%%
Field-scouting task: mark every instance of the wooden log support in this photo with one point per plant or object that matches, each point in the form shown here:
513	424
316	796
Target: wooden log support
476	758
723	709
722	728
%%
**EXERCISE BRIEF:** The listing above is to be written out again word for word.

**SOLUTION:**
Field-scouting task: mark every instance of the wooden log support in this photo with one point per plant or object that matches, each point in the form shown here:
513	424
316	796
Target: wooden log support
476	758
723	709
722	728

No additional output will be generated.